Image point grounding data:
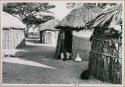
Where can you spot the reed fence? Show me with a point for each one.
(106, 60)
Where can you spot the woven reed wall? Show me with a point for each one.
(13, 38)
(82, 46)
(106, 60)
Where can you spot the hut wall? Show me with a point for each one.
(13, 38)
(49, 37)
(106, 59)
(81, 44)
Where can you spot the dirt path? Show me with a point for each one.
(37, 65)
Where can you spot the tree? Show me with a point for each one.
(26, 12)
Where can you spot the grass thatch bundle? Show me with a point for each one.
(105, 61)
(13, 32)
(78, 17)
(107, 19)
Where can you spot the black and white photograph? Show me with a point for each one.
(62, 42)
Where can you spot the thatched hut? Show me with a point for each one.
(13, 31)
(106, 53)
(48, 33)
(73, 38)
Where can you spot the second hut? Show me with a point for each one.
(73, 37)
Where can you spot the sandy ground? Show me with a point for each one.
(36, 64)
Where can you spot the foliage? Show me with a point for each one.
(26, 12)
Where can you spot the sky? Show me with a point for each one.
(60, 10)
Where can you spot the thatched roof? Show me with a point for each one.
(49, 25)
(9, 21)
(78, 17)
(109, 18)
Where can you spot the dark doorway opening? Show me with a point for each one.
(68, 41)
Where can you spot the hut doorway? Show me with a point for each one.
(68, 41)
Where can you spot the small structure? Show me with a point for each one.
(105, 61)
(48, 33)
(33, 32)
(74, 38)
(12, 32)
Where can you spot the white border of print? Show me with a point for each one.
(64, 85)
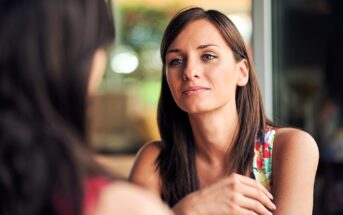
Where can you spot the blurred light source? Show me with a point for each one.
(124, 61)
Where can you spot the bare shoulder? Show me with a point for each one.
(119, 197)
(295, 141)
(295, 162)
(144, 171)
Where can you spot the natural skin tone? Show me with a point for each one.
(203, 75)
(118, 197)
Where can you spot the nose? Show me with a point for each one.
(191, 70)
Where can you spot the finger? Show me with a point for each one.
(257, 195)
(253, 206)
(244, 211)
(253, 183)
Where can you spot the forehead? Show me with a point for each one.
(198, 32)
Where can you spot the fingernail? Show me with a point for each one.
(270, 196)
(274, 207)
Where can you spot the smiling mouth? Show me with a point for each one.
(194, 91)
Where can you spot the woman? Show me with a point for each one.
(215, 136)
(52, 55)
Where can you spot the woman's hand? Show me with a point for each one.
(235, 194)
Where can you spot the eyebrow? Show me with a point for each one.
(199, 47)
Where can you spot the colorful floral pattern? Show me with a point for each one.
(262, 161)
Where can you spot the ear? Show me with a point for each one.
(243, 73)
(97, 69)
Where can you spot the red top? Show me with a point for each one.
(93, 187)
(92, 190)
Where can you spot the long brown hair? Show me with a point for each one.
(176, 161)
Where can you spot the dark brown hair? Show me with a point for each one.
(47, 47)
(176, 161)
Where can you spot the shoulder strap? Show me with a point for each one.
(262, 161)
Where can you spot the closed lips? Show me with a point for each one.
(194, 89)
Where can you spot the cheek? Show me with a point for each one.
(173, 82)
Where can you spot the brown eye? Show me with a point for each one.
(175, 62)
(208, 57)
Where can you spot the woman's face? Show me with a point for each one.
(201, 71)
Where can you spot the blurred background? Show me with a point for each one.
(296, 46)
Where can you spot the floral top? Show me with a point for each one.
(262, 161)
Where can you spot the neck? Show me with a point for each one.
(214, 133)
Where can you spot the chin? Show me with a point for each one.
(195, 109)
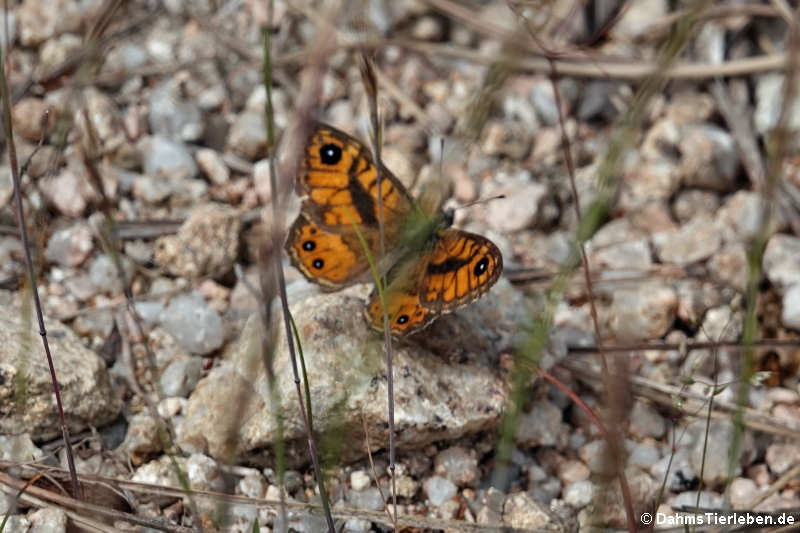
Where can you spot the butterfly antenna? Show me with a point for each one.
(482, 201)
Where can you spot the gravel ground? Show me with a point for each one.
(161, 128)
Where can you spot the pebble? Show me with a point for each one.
(458, 465)
(506, 139)
(694, 299)
(171, 114)
(544, 102)
(261, 181)
(359, 480)
(17, 523)
(125, 57)
(543, 425)
(357, 525)
(104, 276)
(521, 205)
(248, 135)
(428, 28)
(689, 499)
(644, 312)
(596, 102)
(171, 407)
(689, 202)
(152, 190)
(570, 471)
(19, 448)
(70, 246)
(68, 191)
(709, 157)
(213, 166)
(580, 493)
(769, 102)
(48, 520)
(206, 244)
(94, 323)
(742, 493)
(628, 255)
(740, 217)
(782, 456)
(520, 510)
(39, 21)
(369, 499)
(729, 266)
(195, 326)
(439, 490)
(181, 376)
(204, 473)
(643, 455)
(636, 21)
(141, 438)
(782, 260)
(645, 421)
(163, 157)
(715, 463)
(31, 120)
(160, 471)
(790, 312)
(692, 242)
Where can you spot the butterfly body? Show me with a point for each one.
(431, 269)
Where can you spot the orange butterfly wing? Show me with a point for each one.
(340, 183)
(459, 268)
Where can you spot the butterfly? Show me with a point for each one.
(431, 269)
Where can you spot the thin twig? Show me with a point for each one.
(277, 241)
(32, 279)
(371, 88)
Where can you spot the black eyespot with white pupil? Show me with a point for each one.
(330, 154)
(481, 267)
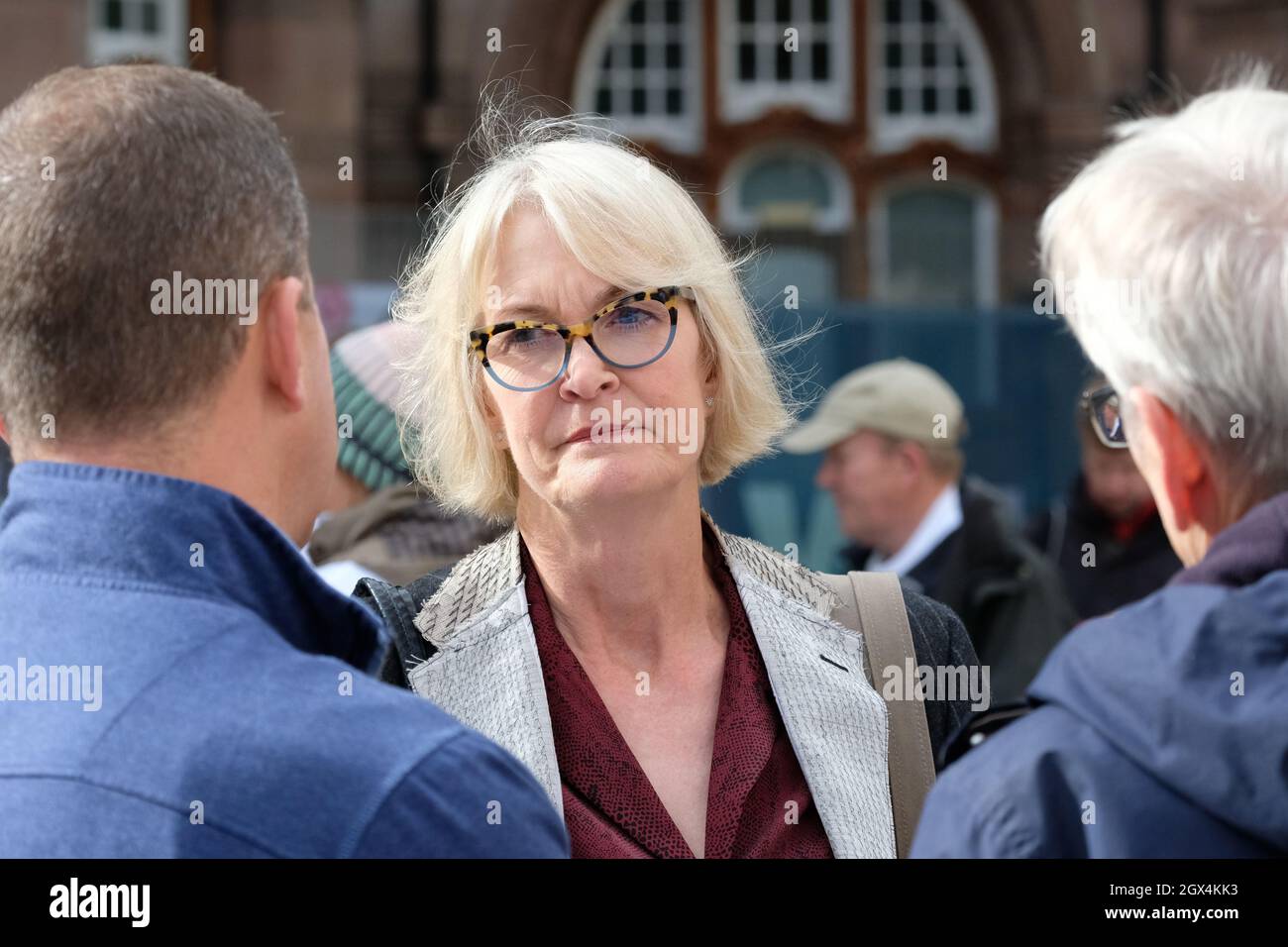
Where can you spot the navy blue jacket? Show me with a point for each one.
(1160, 729)
(232, 714)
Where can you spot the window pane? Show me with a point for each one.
(931, 250)
(820, 63)
(784, 63)
(785, 180)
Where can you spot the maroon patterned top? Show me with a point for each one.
(609, 805)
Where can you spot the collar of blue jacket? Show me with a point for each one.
(145, 530)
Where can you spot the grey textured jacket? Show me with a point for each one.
(483, 668)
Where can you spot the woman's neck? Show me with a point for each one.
(627, 582)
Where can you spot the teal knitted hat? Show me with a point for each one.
(365, 386)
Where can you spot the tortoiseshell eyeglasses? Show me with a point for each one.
(527, 356)
(1106, 415)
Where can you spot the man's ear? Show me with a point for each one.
(1180, 462)
(279, 313)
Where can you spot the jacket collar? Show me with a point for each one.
(487, 673)
(1245, 551)
(143, 530)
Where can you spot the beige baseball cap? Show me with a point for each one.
(900, 397)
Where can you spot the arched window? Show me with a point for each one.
(930, 75)
(153, 30)
(640, 67)
(786, 185)
(934, 245)
(786, 53)
(800, 204)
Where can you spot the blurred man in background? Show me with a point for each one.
(890, 433)
(1162, 729)
(170, 464)
(1106, 538)
(377, 523)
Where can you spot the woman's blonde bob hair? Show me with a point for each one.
(627, 223)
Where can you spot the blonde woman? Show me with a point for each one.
(585, 361)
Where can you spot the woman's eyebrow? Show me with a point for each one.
(523, 308)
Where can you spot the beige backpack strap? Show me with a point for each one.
(872, 604)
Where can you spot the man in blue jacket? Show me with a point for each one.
(1162, 728)
(174, 677)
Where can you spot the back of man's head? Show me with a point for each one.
(1170, 254)
(155, 285)
(115, 178)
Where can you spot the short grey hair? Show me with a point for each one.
(155, 169)
(1168, 254)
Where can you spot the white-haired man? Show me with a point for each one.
(1160, 729)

- Work task
Reproduce the data exactly, please, and omit its pictures.

- Response
Where can you spot the reed fence? Show me with a point for each one.
(106, 60)
Where can you spot the woven reed wall? Show me with a point for each one.
(13, 38)
(82, 46)
(106, 60)
Where can you spot the hut wall? Show me with a point for each one.
(13, 38)
(49, 37)
(106, 59)
(81, 44)
Where can you spot the dirt path? Show me with a point for each one.
(37, 65)
Where can you spot the tree? Show me with a point for each one.
(26, 12)
Where can you spot the grass thatch bundle? Show me with a point for each one.
(105, 61)
(13, 32)
(78, 17)
(107, 19)
Where can you spot the black and white photograph? Show me with a point for each one.
(62, 42)
Where can you spot the thatched hut? Show me with a point for each one.
(13, 31)
(106, 53)
(48, 33)
(73, 38)
Where can you spot the second hut? Show me with a point for each one.
(73, 37)
Where can you spot the sandy ground? Show me with a point for each one.
(36, 64)
Where can you spot the foliage? Show me with a point for each one.
(26, 12)
Where can you spot the sky? Show me with a point for each one.
(60, 10)
Where can you spot the thatched roof? Show me with a point for each one.
(49, 25)
(9, 21)
(78, 17)
(109, 18)
Where can you spot the dark doorway opening? Show me with a point for each one.
(68, 41)
Where can you spot the hut doorway? Show me with a point for each one.
(68, 41)
Where can you spot the small structure? Show me with a point for each one.
(105, 61)
(48, 33)
(33, 32)
(74, 38)
(12, 32)
Where can you spot the white border of print? Show me with a point for each one.
(64, 85)
Where can you spot the blurred light source? Show me with a point for each one.
(124, 61)
Where can you spot the bare shoulder? Show me with a point for each one.
(119, 197)
(295, 141)
(295, 162)
(144, 171)
Where can you spot the natural skin tone? Show me with a point for each one.
(203, 75)
(118, 197)
Where can you spot the nose? Show me with a point for each one.
(191, 70)
Where can you spot the finger? Show me with a point for each one.
(257, 195)
(253, 206)
(244, 211)
(253, 183)
Where can you spot the forehead? Show me with a point for each one.
(198, 32)
Where can you spot the fingernail? Show me with a point for each one.
(270, 196)
(274, 207)
Where can you spot the smiling mouth? Show me with a point for each one.
(194, 91)
Where can you spot the woman? Show me with a point for each one.
(215, 136)
(52, 55)
Where can you spot the woman's hand? Show me with a point for each one.
(235, 194)
Where can you spot the eyebrow? Show me with a point for each one.
(199, 47)
Where can you spot the colorful floral pattern? Show me with a point for each one.
(262, 161)
Where can you spot the ear? Show me with a point for each one.
(243, 73)
(97, 69)
Where can you spot the red top? Show me with a point for each one.
(93, 187)
(92, 190)
Where can you spot the long brown hair? Show me with a point for each one.
(176, 161)
Where can you spot the dark brown hair? Show me with a point for each one.
(47, 47)
(176, 161)
Where can you spot the shoulder strap? Show me with a point for each one.
(262, 161)
Where can you spot the closed lips? Show me with a point for each one.
(194, 89)
Where can you spot the cheek? Show me with a point for each one.
(173, 82)
Where can you spot the brown eye? Show me with a point for each one.
(175, 62)
(208, 57)
Where can you spot the woman's face? Show me with a point for each one.
(201, 71)
Where can you spot the blurred background? Show me with a point for each one.
(296, 46)
Where can you spot the floral top? Show me with a point for each one.
(262, 161)
Where can you spot the neck? Show me with a point for each one.
(214, 133)
Where can you spot the chin? Show me with a point for each one.
(195, 109)
Where can you spot the butterfly antenna? Show me with a point for each one.
(482, 201)
Where can you spot the gravel ground? Show me with a point for each one.
(161, 128)
Where can you spot the pebble? Show me with a point for each one.
(458, 465)
(506, 139)
(694, 299)
(171, 114)
(544, 102)
(261, 181)
(359, 480)
(17, 523)
(125, 57)
(543, 425)
(357, 525)
(104, 276)
(521, 205)
(248, 135)
(428, 28)
(689, 499)
(644, 312)
(596, 102)
(171, 407)
(689, 202)
(152, 190)
(570, 471)
(19, 448)
(70, 246)
(68, 191)
(709, 157)
(213, 166)
(580, 493)
(769, 102)
(48, 520)
(206, 244)
(94, 323)
(742, 493)
(628, 255)
(740, 217)
(782, 456)
(520, 510)
(39, 21)
(369, 499)
(729, 266)
(195, 326)
(439, 490)
(181, 376)
(204, 473)
(643, 455)
(636, 21)
(141, 438)
(782, 260)
(645, 421)
(163, 157)
(715, 463)
(31, 120)
(160, 471)
(790, 312)
(692, 242)
Where can you spot the butterfly body? Show me with a point for each one.
(431, 269)
Where can you spot the orange butterfly wing? Show me with a point for each one.
(340, 183)
(459, 268)
Where can you spot the butterfly? Show me with a point for each one.
(431, 269)
Where can you spot the thin twig? Show me with a point for each one.
(277, 241)
(32, 279)
(371, 88)
Where can you spot the black eyespot with white pupil? Show me with a point for each one.
(330, 154)
(481, 267)
Where can you spot the navy blue jacket? Show me with a point for each one.
(1160, 729)
(232, 714)
Where can you spot the window pane? Show me with a point for each one.
(931, 250)
(820, 63)
(784, 63)
(785, 180)
Where can you spot the maroon patterned top? Show me with a point for each one.
(609, 805)
Where can you spot the collar of blue jacket? Show me with a point for each one.
(145, 530)
Where can you spot the grey textured jacket? Show me with a point for each one.
(483, 668)
Where can you spot the woman's neck? Show me with a point for each one.
(627, 582)
Where can you spot the teal knitted hat? Show me with a point for each one.
(365, 386)
Where can you spot the tortoiseshell eyeglasses? Show me with a point for each one.
(527, 356)
(1106, 415)
Where can you spot the man's ear? Show me with a point for each one.
(1180, 462)
(279, 313)
Where can you spot the jacket collar? Show me with a point for each one.
(487, 673)
(1245, 551)
(143, 530)
Where can you spot the beige baseball cap? Show me with a point for each one.
(900, 397)
Where can you spot the arched window? Show me with a point for each one.
(930, 75)
(153, 30)
(640, 67)
(786, 185)
(934, 245)
(786, 53)
(800, 204)
Where can you spot the blurred man in background? Show me with a point for each one.
(890, 433)
(1162, 729)
(170, 464)
(1106, 538)
(377, 523)
Where can you spot the woman's blonde bob hair? Show me with a point for each one.
(627, 223)
Where can you spot the blonde woman? Show me with a point for each one.
(585, 361)
Where can you spot the woman's eyebrow? Show me with a point for each one.
(523, 308)
Where can you spot the beige backpack strap? Show me with a point for each one.
(872, 604)
Where can you spot the man in blue jacket? Show me with a point for each one.
(1162, 728)
(174, 677)
Where can you spot the back of man's head? Show me with a point for each one.
(1170, 254)
(155, 285)
(115, 178)
Where can you spot the short grey hair? Show me with a point for each one.
(155, 169)
(1168, 254)
Where can you spot the white-haired man? Show me with a point for each one.
(1160, 729)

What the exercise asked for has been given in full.